━━━ RECORDS TO PROCESS

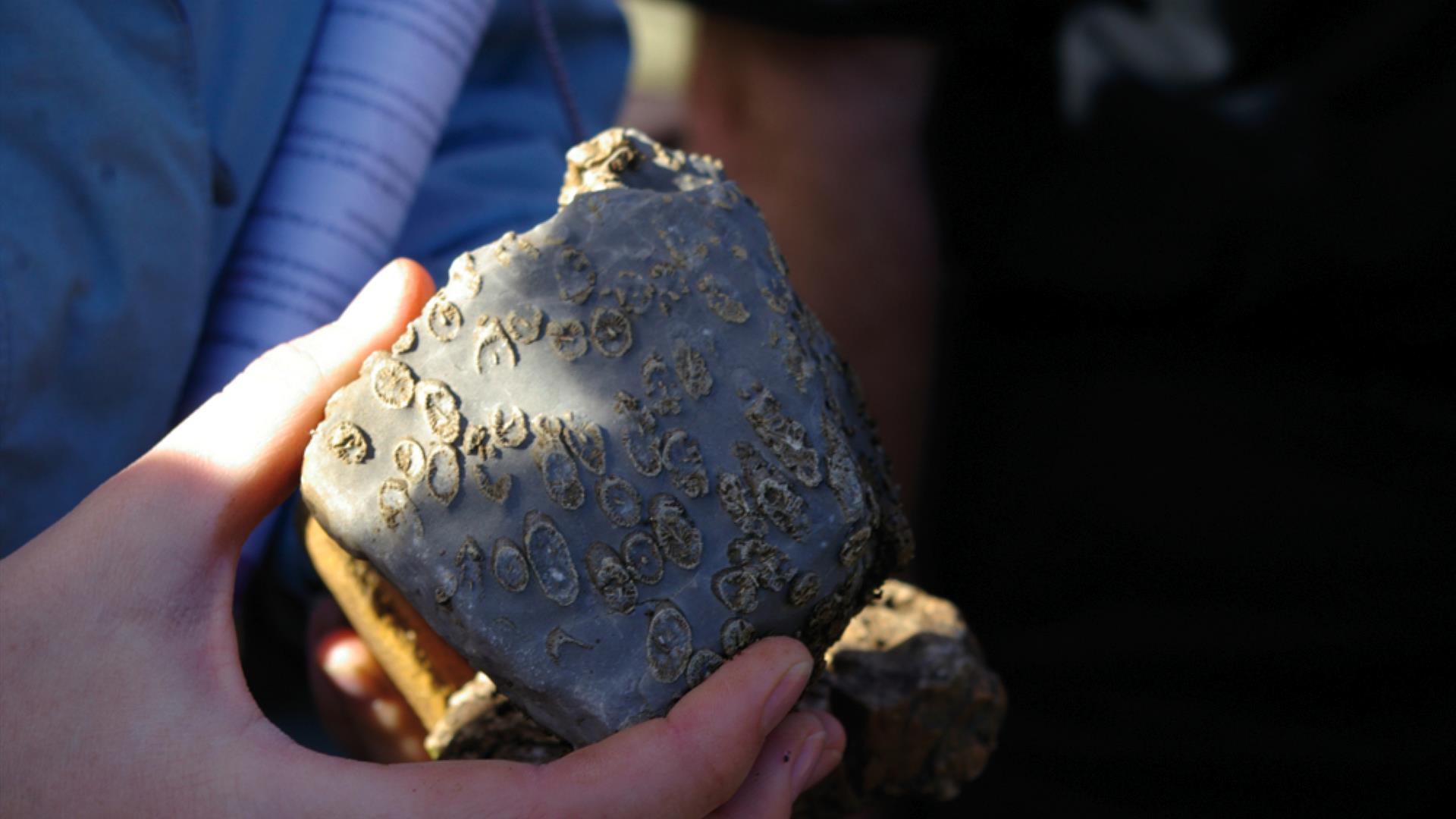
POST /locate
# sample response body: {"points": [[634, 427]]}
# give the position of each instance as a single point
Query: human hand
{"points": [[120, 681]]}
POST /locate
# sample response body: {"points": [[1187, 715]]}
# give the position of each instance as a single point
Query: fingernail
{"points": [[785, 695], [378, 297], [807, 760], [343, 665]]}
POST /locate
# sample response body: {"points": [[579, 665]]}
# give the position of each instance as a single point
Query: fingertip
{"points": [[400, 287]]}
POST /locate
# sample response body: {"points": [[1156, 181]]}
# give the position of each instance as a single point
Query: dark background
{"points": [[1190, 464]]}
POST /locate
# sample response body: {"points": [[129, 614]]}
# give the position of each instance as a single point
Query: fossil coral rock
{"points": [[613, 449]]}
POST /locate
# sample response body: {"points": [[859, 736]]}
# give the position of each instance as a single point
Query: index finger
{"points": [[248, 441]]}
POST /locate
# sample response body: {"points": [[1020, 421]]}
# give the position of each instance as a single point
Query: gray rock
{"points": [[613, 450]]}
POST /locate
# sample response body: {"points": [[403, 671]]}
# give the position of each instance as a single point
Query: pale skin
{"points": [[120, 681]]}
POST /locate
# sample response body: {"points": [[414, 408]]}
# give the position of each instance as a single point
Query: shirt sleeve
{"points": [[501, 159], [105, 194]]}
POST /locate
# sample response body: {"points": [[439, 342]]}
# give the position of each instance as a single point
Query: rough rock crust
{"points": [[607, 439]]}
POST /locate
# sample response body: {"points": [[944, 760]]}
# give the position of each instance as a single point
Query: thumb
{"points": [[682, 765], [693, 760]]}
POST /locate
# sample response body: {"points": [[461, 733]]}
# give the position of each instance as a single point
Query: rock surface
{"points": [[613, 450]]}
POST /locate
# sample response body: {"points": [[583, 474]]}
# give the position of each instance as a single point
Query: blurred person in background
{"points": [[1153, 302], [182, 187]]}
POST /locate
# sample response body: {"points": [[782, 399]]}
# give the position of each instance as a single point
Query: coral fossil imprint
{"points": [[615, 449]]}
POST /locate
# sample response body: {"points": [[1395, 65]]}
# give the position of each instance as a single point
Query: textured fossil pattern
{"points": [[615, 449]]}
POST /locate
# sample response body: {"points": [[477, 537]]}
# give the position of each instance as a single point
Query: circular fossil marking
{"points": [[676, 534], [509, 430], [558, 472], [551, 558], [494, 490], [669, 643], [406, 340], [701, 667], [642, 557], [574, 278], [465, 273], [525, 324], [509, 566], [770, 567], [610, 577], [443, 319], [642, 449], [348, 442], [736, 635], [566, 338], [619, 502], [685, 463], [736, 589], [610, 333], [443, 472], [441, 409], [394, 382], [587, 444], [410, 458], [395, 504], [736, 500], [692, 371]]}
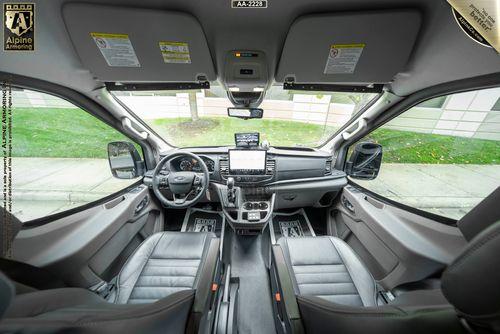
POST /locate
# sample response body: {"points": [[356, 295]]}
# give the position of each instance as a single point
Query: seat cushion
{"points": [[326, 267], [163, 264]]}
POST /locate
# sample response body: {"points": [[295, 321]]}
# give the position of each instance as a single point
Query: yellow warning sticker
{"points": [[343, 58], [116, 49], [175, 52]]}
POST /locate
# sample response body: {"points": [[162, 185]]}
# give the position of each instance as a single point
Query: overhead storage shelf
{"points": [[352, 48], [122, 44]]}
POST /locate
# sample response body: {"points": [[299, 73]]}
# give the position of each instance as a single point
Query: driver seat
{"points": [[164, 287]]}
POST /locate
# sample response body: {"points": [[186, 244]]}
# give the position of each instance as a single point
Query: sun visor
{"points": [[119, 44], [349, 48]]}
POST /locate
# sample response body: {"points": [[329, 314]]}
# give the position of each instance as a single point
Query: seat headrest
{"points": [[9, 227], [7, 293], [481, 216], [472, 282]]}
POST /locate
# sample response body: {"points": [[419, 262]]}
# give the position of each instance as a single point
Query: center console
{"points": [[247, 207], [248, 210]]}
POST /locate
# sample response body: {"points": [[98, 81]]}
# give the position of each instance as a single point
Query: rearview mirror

━━━━━━

[DO THIS]
Pictures are to be left out; repeat all the remaining data exactly.

[EXERCISE SOLUTION]
POST /locate
# sample response body: {"points": [[634, 427]]}
# give the position of each instance as a single point
Query: human hand
{"points": [[120, 681]]}
POST /locate
# sample response body: {"points": [[1187, 715]]}
# give the position of each instance as a single point
Query: fingernail
{"points": [[785, 695], [378, 297], [807, 760], [343, 665]]}
POST /locate
# sample response body: {"points": [[579, 665]]}
# give the position of each instance as a single point
Query: fingertip
{"points": [[400, 287]]}
POST /locate
# sample response body: {"points": [[1156, 181]]}
# give the position of each instance as a single point
Query: dark background
{"points": [[1190, 464]]}
POST /locate
# sample response body: {"points": [[129, 614]]}
# give the position of each instance as a single point
Query: fossil coral rock
{"points": [[613, 449]]}
POST /locate
# sample response body: {"points": [[859, 736]]}
# give the position of each instance as a single point
Query: index finger
{"points": [[248, 441]]}
POST /locate
# sample response body: {"points": [[1020, 421]]}
# give the position of each instance as a single point
Query: gray rock
{"points": [[613, 450]]}
POST /locate
# sample response body: {"points": [[403, 671]]}
# give the position of each instance as a single point
Query: pale skin
{"points": [[120, 681]]}
POST /locate
# sample response body: {"points": [[414, 408]]}
# give the position of each instance as a single point
Query: shirt sleeve
{"points": [[501, 159], [105, 194]]}
POST /locate
# sample response body: {"points": [[439, 342]]}
# give the position of each instance as a single point
Query: rough rock crust
{"points": [[607, 439]]}
POST /locate
# sample response body: {"points": [[944, 760]]}
# give the position of each instance as a single point
Query: thumb
{"points": [[682, 765], [693, 760]]}
POST /locate
# sample response body: {"points": [[461, 733]]}
# give the position of each instance as a single point
Query: rock surface
{"points": [[613, 450]]}
POST /locate
# sample response body: {"points": [[583, 474]]}
# give the position of each instance as a single point
Query: blurred person in background
{"points": [[1153, 302], [182, 187]]}
POST /locate
# sample response body: {"points": [[782, 399]]}
# give the position of each instance as a single point
Query: coral fossil imprint
{"points": [[615, 449]]}
POST /locate
# sample response body: {"points": [[1395, 65]]}
# give the position of each instance as a single point
Query: textured fossil pattern
{"points": [[615, 449]]}
POST /locate
# sample response body: {"points": [[477, 537]]}
# give the position of each instance as a single point
Query: circular fossil marking
{"points": [[676, 534], [509, 430], [558, 472], [551, 558], [494, 490], [669, 643], [406, 340], [701, 667], [642, 557], [574, 278], [465, 273], [525, 324], [509, 566], [770, 567], [610, 577], [443, 319], [642, 449], [348, 442], [736, 635], [566, 338], [619, 502], [685, 463], [736, 589], [610, 333], [443, 472], [441, 409], [394, 382], [587, 444], [410, 458], [395, 504], [736, 500], [692, 371]]}
POST /locate
# sample response body: {"points": [[356, 295]]}
# give the position of each instance as a single point
Query: seat cushion
{"points": [[326, 267], [163, 264]]}
POST /locate
# sample response body: {"points": [[295, 321]]}
# give the position of each instance as a single point
Query: yellow warning sticker
{"points": [[343, 58], [116, 49], [175, 52]]}
POST /locate
# sample response body: {"points": [[162, 185]]}
# give the position of each instance as a single point
Query: overhead storage shelf
{"points": [[352, 48], [122, 44]]}
POST /locate
# sample response body: {"points": [[299, 73]]}
# give the position of each instance as a single point
Query: driver seat
{"points": [[164, 287]]}
POST /locate
# sample response body: {"points": [[186, 244]]}
# give the position of each instance as a single point
Query: sun visor
{"points": [[119, 44], [349, 48]]}
POST /locate
# sample response body: {"points": [[329, 314]]}
# give the position of each instance as a single point
Query: seat headrest
{"points": [[9, 227], [7, 293], [481, 216], [472, 282]]}
POST /locate
# sample response body: {"points": [[419, 262]]}
# give the position of each instance as a single point
Query: center console
{"points": [[247, 207], [248, 210]]}
POST /locate
# sample response body: {"points": [[98, 81]]}
# give the position of each instance as a single point
Query: rearview mirror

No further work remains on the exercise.